#### PROBLEM DETAILS
In the data below, find the line containing "Query: black gate post", then set down that line and every later line up to and including the line containing "Spot the herringbone", exactly.

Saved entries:
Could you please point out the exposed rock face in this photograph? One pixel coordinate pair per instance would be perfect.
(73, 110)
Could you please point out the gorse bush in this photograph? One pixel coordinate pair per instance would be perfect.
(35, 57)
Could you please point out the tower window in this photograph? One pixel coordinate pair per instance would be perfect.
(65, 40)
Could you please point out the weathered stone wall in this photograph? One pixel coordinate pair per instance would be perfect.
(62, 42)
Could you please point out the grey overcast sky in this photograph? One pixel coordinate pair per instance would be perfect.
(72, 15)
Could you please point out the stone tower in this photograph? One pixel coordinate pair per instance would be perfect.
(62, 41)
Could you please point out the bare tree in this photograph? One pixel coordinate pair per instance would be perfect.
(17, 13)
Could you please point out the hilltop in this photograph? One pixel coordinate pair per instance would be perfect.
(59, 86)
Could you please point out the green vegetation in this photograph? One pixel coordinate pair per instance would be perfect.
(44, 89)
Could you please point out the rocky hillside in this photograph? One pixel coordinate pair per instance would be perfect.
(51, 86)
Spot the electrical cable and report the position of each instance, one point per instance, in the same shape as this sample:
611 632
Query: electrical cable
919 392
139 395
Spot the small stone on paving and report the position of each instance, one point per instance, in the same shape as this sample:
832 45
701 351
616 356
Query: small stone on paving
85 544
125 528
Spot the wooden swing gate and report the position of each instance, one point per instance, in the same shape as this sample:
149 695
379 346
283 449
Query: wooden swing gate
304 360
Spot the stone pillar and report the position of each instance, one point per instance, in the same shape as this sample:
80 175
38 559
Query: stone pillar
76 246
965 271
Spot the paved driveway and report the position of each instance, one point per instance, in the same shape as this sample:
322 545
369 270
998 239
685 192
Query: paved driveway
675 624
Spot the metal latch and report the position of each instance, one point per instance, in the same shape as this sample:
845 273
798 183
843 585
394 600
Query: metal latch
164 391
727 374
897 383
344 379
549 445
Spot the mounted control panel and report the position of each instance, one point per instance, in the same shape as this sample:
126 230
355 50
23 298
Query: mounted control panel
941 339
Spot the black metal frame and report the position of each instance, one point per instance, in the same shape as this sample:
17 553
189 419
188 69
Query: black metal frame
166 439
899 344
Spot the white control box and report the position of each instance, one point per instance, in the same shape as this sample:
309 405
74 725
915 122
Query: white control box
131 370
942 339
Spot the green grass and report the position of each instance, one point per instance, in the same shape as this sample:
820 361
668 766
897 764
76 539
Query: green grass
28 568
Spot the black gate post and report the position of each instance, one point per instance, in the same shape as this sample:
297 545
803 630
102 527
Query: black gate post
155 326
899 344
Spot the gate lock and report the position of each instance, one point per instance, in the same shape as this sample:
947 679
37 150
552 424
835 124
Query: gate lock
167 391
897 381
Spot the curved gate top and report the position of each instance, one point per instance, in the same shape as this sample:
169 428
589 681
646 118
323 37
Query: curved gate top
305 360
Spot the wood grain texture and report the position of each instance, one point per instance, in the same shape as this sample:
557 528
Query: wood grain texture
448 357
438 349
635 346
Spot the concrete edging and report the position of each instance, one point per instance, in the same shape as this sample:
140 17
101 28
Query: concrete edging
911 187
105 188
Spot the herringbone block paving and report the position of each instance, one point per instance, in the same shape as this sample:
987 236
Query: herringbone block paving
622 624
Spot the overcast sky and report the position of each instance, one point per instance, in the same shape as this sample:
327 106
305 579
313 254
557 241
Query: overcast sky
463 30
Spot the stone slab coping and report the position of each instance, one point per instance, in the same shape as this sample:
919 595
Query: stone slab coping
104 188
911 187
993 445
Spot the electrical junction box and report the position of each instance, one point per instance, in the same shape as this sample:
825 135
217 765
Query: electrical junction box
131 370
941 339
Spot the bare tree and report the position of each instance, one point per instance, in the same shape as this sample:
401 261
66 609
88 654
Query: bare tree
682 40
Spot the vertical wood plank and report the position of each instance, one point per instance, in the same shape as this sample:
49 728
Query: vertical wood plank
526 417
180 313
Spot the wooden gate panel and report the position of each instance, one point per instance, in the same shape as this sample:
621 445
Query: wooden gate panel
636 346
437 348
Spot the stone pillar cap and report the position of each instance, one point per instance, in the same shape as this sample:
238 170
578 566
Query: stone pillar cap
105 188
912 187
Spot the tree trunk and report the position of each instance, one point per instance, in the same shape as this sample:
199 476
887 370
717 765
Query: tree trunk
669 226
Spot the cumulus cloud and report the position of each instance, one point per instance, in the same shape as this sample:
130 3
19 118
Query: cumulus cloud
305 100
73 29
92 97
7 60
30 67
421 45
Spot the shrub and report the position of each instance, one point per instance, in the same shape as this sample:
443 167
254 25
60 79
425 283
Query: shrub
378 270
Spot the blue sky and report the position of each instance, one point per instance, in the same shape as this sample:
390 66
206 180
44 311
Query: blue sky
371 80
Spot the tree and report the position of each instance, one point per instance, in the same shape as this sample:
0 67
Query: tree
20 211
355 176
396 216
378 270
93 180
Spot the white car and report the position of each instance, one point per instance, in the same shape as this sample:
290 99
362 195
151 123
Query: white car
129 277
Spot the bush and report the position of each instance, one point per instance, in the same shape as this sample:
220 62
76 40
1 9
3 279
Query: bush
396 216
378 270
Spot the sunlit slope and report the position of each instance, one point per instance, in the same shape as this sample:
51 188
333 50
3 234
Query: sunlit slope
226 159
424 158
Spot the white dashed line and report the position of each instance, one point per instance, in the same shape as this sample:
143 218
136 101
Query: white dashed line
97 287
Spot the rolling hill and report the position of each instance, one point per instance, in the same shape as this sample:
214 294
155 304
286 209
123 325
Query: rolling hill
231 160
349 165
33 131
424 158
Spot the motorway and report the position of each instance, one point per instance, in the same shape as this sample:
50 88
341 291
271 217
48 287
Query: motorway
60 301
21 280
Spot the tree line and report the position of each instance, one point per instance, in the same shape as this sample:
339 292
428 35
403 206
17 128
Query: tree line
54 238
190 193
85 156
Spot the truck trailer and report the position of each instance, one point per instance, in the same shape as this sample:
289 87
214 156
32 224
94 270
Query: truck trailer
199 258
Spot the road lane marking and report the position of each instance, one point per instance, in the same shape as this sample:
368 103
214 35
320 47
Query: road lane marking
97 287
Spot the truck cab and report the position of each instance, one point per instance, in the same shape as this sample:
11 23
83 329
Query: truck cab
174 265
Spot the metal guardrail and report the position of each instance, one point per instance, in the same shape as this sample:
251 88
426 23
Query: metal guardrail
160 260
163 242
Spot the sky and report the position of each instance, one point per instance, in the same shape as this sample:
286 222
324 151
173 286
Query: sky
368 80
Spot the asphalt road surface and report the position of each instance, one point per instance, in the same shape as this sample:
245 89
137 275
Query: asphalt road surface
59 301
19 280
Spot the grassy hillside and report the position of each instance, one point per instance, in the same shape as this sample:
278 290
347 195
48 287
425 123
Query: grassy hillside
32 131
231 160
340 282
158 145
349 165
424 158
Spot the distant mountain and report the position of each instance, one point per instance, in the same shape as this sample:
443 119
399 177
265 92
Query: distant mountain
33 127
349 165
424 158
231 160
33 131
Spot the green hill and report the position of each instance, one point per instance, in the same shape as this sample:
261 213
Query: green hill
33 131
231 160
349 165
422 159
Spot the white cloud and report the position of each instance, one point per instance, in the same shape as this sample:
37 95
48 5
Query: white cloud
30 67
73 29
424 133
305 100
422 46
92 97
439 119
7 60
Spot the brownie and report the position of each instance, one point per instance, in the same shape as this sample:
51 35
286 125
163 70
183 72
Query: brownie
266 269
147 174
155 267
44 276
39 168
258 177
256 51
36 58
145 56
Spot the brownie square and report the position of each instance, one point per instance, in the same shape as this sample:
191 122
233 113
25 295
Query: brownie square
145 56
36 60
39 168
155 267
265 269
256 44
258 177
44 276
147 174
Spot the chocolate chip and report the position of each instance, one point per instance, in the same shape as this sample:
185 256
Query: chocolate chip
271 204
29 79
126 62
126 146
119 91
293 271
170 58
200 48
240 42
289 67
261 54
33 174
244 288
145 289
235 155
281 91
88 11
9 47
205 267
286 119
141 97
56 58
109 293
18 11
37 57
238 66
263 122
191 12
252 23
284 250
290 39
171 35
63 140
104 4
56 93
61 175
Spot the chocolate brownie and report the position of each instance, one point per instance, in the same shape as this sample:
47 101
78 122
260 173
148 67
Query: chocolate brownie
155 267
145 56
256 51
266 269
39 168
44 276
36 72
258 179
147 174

#### PROBLEM SOLUTION
Query: black gate post
155 326
899 344
Spot the gate lock and report the position of each instance, one point per instance, in the same shape as this sample:
947 679
37 150
552 424
835 124
Query: gate lock
167 391
897 381
Spot the curved gate top and report the position of each instance, one point per instance, in the same shape as this sample:
169 428
589 681
646 118
323 37
Query: curved gate top
305 360
Spot the wood grain texture and report the position of each instance, one point per instance, in the same shape as this sample:
557 528
Query: wood grain texture
448 357
438 349
635 346
Spot the concrete edging and report the position of each instance, one point per instance, in the same shape as this sample:
140 17
101 28
Query: concrete edging
911 187
105 188
Spot the herringbone block paving and report the position of each instance, one point per instance, in the same shape as this sample:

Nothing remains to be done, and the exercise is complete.